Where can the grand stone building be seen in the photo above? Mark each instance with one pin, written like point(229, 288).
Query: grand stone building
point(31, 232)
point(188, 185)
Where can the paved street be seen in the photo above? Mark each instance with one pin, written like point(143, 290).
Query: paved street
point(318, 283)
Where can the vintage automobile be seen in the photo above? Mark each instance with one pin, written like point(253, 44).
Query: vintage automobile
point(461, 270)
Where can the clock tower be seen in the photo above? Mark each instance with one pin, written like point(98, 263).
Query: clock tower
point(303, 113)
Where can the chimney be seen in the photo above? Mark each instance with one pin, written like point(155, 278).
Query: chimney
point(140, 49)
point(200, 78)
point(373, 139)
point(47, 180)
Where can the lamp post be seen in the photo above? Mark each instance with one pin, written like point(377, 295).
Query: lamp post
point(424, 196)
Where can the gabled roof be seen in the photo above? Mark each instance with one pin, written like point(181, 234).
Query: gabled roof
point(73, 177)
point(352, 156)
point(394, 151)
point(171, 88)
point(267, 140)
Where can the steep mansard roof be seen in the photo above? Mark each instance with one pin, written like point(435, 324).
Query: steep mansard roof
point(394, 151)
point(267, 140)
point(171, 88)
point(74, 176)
- - -
## AIM OF THE TASK
Beginning with the line holding "Query: grand stone building" and ending with the line holding "Where can the vintage", write out the stretch of material above exactly; add no further lines.

## RESULT OF THE EXERCISE
Query: grand stone building
point(31, 232)
point(188, 185)
Where can the paved street be seen in the photo above? Mark each instance with one pin, written like point(143, 290).
Query: paved street
point(318, 283)
Where can the vintage automobile be seen in the photo above? Mark each instance with one pin, written like point(253, 44).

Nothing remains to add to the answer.